Examining viruses for the common good

Nowadays, humankind is able to use anything that is hurtful and make it into something that is helpful. Dan R. Sullivan is one person who is trying to take something harmful, viruses, and make them helpful. Last Wednesday, he gave a seminar on his project titled, “Modeling the Self- and Directed Assembly of Viruses on Synthesis.”

His motive for this was to understand the “natural use of many types of high level organizations and assembling of materials to increase functionality.” From there he would like to use inorganic materials to organize biomolecules and their complexes into useful structures.

Sullivan explained that viruses were good to use because they have precisely defined arrays, they assemble into three-dimensional crystals, their structure was already well known and thus could be manipulated easily, and they are near identical to atomic structures with narrow size distributions.

Thus far, there have been a lot of chemical approaches to the organization of biomolecules on surfaces. But there has not been a push to discover an understanding and quantification of the forces driving self-organization.

The goal of Sullivan’s experiment was to “understand how the surface structure of substrate affects the organization dynamics,” to understand effects between virus and inter-viral collisions.

These will sum together and help identify the key processes which promote assembly and organization. Sullivan explained, “We would like to quantify inter-facial kinetic energy that arises from and drives organization.”

The commercial uses that may come from his experiment are drug delivery mechanisms, light active harvesting, and site-selective attachment to surfaces. The drug delivery mechanisms and light active harvesting allow for a time release of an certain drug or bacteria.

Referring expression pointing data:
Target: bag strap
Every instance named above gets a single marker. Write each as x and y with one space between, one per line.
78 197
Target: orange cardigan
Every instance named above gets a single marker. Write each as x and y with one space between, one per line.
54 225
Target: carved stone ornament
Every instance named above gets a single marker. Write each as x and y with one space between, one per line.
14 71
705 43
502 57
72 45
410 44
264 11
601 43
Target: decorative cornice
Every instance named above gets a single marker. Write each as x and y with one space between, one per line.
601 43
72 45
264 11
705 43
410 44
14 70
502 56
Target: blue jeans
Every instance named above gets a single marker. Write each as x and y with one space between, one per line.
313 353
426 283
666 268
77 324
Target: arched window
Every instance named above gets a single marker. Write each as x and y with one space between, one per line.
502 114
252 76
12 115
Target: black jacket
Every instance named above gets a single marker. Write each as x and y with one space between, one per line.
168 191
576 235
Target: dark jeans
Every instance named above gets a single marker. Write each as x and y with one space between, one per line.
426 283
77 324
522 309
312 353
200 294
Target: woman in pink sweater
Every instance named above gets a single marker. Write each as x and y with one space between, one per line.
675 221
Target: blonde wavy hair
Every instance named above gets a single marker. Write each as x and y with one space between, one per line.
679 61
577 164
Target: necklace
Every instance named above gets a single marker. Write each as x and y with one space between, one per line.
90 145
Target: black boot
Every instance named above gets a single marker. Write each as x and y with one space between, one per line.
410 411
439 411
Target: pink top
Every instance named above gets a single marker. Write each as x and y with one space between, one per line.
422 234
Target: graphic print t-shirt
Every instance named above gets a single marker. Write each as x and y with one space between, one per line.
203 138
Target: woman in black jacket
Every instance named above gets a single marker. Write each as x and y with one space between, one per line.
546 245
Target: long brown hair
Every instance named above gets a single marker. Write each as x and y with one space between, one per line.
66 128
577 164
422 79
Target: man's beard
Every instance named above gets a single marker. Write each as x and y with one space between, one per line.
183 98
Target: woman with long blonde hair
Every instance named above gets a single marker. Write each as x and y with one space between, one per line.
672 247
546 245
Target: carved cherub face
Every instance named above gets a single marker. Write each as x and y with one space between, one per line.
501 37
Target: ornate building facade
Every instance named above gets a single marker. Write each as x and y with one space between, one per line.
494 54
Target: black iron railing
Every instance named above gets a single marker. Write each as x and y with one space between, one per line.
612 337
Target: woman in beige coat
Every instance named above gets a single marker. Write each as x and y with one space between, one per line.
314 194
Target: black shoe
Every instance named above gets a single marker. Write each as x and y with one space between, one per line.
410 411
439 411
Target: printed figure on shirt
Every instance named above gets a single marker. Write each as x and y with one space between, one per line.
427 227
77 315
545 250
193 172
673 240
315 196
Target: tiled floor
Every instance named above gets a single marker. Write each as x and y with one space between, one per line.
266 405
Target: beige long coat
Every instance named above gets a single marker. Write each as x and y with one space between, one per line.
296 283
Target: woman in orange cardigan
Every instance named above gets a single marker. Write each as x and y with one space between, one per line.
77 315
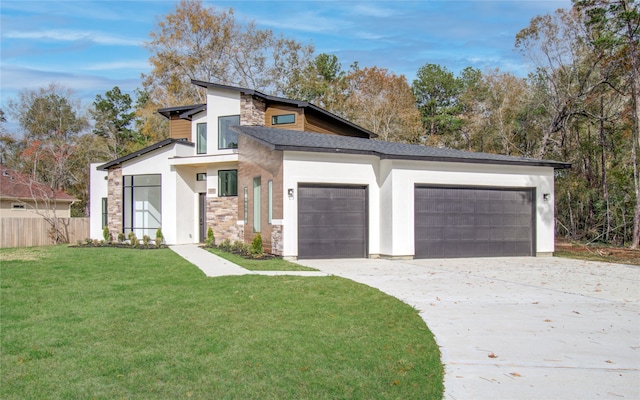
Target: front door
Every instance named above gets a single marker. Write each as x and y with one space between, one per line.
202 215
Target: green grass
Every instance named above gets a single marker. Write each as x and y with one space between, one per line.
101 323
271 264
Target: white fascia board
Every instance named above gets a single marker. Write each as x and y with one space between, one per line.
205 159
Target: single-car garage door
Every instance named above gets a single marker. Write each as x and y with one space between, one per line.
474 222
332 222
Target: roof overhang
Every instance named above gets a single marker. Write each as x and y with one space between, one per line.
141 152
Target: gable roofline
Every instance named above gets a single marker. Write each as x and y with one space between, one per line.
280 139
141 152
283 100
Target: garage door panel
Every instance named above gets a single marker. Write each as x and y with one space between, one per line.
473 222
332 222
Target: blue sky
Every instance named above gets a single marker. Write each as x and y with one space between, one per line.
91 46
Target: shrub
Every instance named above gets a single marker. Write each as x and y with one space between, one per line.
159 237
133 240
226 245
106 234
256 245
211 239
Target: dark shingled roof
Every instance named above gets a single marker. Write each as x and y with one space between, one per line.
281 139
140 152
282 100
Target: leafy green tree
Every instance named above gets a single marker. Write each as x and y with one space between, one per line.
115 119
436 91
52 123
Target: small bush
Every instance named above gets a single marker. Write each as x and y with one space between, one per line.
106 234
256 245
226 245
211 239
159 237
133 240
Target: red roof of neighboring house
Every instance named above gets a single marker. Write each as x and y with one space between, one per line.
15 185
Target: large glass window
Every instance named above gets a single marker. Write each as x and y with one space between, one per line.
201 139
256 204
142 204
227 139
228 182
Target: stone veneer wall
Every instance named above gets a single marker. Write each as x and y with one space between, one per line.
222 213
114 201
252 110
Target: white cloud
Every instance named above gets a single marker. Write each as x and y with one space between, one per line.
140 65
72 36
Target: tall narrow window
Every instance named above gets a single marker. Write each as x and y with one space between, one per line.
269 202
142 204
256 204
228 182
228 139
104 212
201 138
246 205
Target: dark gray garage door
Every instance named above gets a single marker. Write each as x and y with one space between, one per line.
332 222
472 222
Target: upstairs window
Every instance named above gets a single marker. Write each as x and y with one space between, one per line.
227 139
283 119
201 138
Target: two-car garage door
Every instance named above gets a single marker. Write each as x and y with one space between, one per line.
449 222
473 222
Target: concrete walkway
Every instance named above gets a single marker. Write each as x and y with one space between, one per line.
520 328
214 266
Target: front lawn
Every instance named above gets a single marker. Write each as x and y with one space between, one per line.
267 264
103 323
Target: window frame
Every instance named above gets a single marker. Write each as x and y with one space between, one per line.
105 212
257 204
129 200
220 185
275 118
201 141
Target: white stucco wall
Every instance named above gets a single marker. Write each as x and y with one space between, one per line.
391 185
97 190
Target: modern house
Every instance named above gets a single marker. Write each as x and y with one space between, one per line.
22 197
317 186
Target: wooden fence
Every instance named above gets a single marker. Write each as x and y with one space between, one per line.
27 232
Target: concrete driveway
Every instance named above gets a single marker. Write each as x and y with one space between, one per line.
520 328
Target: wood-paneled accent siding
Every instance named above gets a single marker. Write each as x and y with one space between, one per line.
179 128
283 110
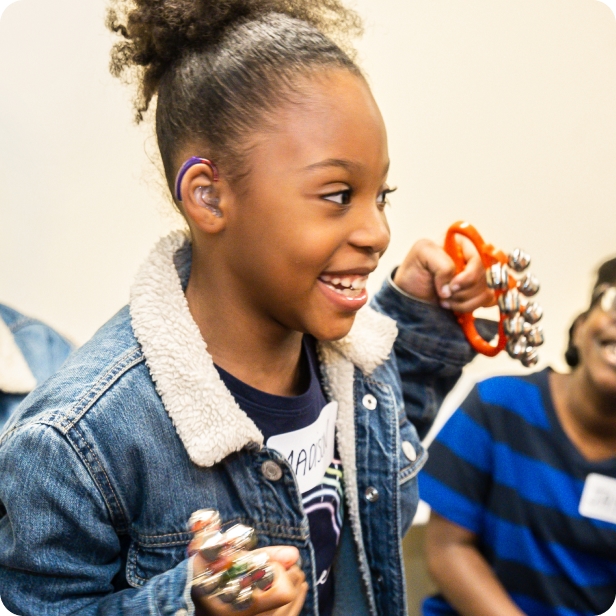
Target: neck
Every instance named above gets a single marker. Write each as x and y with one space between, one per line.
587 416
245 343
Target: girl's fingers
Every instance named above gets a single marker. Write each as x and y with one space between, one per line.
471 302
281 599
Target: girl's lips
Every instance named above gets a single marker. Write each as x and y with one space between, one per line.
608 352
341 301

Required tasks:
(a) According to the virus seminar article above, why did Sullivan consider viruses good to use? Answer in one to three sentences.
(b) Decide whether each statement agrees with the virus seminar article above. Answer yes or no for each, quoting the deciding words from the article. (i) Sullivan gave his seminar last Wednesday. (ii) There has already been a strong push to quantify the forces driving self-organization. (iii) Sullivan wants to use organic materials to organize biomolecules.
(c) Carry on the virus seminar article above, starting after its last sentence.

Expected outputs:
(a) Viruses have precisely defined arrays and assemble into three-dimensional crystals. Their structure was already well known, so it could be manipulated easily. They are also near identical to atomic structures, with narrow size distributions.

(b)
(i) Yes: "Last Wednesday, he gave a seminar on his project"
(ii) No: "But there has not been a push to discover an understanding and quantification of the forces driving self-organization."
(iii) No: "he would like to use inorganic materials to organize biomolecules and their complexes into useful structures."

(c)
Sullivan is concerned with the latter, for site-selective attachment to surfaces would allow a string of biomolecules to attach together in forms not yet seen.

Sullivan had chosen a Cowpea Mosaic Virus, a plant virus, for his experiment. The reason for choosing this virus was because it has 60 copies of coat proteins, it has icosahedral symmetry, and its structure is known almost to an atomic resolution. “So, we can see what types of functional groups are available on the surface and we can design reactions,” he explained.

He would then genetically engineer the viruses to carry a Histidine tag and examine the viruses in a varying Polyethylene Glycol (PEG) solution with a substrate strip to attract the viruses.

What Sullivan has found is that with an increase of PEG solution there was an increase of virus to virus collisions while the interactions between the virus and the stripe remained the same.

Sullivan plans to further his research by using different viruses and different stripes. From these, he hopes to further the possibilities of commercial use of his findings.